• What you need to do:
**A.** Answer from the news report on the ISIL organ-harvesting claims:
(i) How many doctors' deaths in Mosul did Iraq's ambassador ask the Security Council to investigate?
(ii) Who was Britain's Ambassador to the U.N.?
(iii) What position did Nickolay Mladenov hold?
**B.** Echo the stretch of the ISIL organ-harvesting report from "He said they" through "shallow mass graves.".
**C.** Proceed with the news report on the U.N. inquiry into ISIL organ-harvesting claims, starting after its last sentence.

• Document text:

☆ ☆ ☆ ☆ ☆

DUSHANBE, February 19, 2015, Asia-Plus – International media sources report that the United Nations is looking into claims that ISIL (Islamic State of Iraq and Levant) — already considered the wealthiest terrorist group on record — may be harvesting organs from slain civilians and gaining financial benefits by trafficking the body parts.
Iraq’s Ambassador to the United States, Mohamed Alhakim, on February 17 urged the Security Council to investigate the deaths of 12 doctors in Mosul, Iraq.
He said they were killed after refusing to remove organs from bodies, the
Associated Press
reports.
Alhakim said there is a market in Europe for the stolen organs. The terror group has taken over airports where the body parts could be flown out in deals arranged between middlemen and buyers, he said.
Mr. Alhakim reportedly said bodies with surgical incisions and missing organs had been discovered in shallow mass graves.
Alhakim claimed militants are harvesting the organs as a way of financing the extremist group’s activities,
CNN
said, noting that Britain”s Ambassador to the U.N., Mark Lyall Grant, said the issue has not been officially discussed. Grant said there was no proof or evidence of the claim made by Iraq”s ambassador to the United Nations.
Nickolay Mladenov, the U.N. special envoy handling Iraq, reportedly said the organ theft claim would be investigated. “We have seen these reports as well,” he said. “However, I do not want to hasten to confirm anything before we study them in greater detail.” Mladenov said reports that the group “is using a human trafficking as part of its sources of income” have circulated for months. “I cannot speak to the extent of that issue until we finalize our analysis of the problem but if one looks at the broader picture, it is very clear that the brutality and the tactics that (ISIL) is using expand by the day.”

☆ ☆ ☆ ☆ ☆

• Dataset extract:

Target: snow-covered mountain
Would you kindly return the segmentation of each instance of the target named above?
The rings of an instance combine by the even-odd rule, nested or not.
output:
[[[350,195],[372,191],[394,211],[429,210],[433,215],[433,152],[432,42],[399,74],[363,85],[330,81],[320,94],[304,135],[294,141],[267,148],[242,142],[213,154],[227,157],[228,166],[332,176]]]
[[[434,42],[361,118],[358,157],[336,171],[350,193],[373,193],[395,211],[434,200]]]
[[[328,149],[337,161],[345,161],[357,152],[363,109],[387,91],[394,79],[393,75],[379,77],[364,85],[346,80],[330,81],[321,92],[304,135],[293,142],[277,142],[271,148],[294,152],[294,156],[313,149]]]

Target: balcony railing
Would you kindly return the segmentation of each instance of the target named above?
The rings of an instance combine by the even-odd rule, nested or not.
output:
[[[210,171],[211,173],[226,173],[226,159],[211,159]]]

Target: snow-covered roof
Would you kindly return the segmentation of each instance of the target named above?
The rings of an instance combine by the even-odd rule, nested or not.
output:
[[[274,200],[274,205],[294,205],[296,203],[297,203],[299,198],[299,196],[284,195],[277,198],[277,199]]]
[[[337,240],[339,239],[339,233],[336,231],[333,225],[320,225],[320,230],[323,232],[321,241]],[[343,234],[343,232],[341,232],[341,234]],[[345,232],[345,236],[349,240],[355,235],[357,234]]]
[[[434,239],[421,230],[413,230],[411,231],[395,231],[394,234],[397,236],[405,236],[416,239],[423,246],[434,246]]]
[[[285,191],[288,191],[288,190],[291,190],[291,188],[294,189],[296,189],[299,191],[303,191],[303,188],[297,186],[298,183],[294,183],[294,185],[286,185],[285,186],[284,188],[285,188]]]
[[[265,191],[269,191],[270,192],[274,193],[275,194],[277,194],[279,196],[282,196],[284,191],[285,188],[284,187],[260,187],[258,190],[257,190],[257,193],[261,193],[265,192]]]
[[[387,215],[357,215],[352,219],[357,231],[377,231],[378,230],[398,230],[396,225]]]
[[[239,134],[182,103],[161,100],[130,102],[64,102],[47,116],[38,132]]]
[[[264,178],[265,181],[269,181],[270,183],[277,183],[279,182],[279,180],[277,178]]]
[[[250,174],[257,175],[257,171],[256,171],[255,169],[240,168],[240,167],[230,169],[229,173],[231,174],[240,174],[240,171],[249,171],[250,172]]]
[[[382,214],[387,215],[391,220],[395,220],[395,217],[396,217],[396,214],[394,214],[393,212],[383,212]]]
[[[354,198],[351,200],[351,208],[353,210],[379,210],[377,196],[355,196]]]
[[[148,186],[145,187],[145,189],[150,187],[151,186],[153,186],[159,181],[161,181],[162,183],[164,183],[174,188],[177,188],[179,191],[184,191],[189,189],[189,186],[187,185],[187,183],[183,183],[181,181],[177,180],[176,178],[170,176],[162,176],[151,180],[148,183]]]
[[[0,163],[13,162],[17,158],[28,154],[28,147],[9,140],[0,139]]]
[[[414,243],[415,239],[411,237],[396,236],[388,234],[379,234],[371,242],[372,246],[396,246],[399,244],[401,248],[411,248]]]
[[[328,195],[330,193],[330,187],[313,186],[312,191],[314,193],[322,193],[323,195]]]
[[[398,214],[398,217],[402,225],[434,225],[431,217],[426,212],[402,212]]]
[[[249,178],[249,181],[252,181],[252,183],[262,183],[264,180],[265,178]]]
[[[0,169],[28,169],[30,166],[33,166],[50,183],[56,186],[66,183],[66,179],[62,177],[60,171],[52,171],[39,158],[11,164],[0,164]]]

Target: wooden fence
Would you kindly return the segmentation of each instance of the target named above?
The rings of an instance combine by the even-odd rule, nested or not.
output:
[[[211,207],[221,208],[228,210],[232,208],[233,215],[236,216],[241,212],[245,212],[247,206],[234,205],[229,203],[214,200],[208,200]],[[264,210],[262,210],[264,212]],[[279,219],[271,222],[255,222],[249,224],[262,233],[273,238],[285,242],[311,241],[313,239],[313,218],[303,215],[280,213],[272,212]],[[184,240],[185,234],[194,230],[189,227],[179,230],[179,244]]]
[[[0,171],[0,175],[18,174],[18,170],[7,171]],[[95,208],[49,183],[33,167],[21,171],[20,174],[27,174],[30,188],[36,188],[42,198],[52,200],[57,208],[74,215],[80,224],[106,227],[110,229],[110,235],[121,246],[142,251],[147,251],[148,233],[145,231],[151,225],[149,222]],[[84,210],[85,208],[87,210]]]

☆ ☆ ☆ ☆ ☆

• Outputs for the tasks:
**A.**
(i) 12
(ii) Mark Lyall Grant
(iii) U.N. special envoy handling Iraq

**B.**
He said they were killed after refusing to remove organs from bodies, the
Associated Press
reports.
Alhakim said there is a market in Europe for the stolen organs. The terror group has taken over airports where the body parts could be flown out in deals arranged between middlemen and buyers, he said.
Mr. Alhakim reportedly said bodies with surgical incisions and missing organs had been discovered in shallow mass graves.

**C.**
The U.S. State Department said it was aware of the “deeply disturbing comments” about the alleged organ trafficking but wasn”t able to confirm them. “We also have no reason to doubt them given other similar atrocities that have been documented and other heinous crimes for which ISIL has proudly taken credit,” the State Department said.
CNN
reports that Turkey”s semiofficial Anadolu news agency and other outlets reported last month that ISIL had announced the opening of a medical school in its main stronghold in northern Syria.
The Independent
quoted Elijah J. Magnier,
Al Rai”s
chief international correspondent, as saying that Mr. Alhakim’s claims should be treated cautiously. He told
The Independent
: “ISIL doesn”t have the market in this current global war against it to be engaged in this business [organ harvesting]. This requires contacts that Isis is losing.”
An ISIL militant was reportedly also quick to deny claims made by Mr. Alhakim, saying the group would not have time to collect the organs of those they killed. He was quoted by Mr Magnier as saying: “If [these claims were] true, this would be a general policy for ISIL that it would not be possible to hide.”
Another militant said it would be easier to harvest organs from prisoners but the group chooses not to, saying: “Organs are preserved naturally in prisoners and could be harvested when needed. It is easier to harvest organs from prisoners than from the dead, which is not the case.” The militant stressed that organ-selling would not raise substantial funds to maintain the group.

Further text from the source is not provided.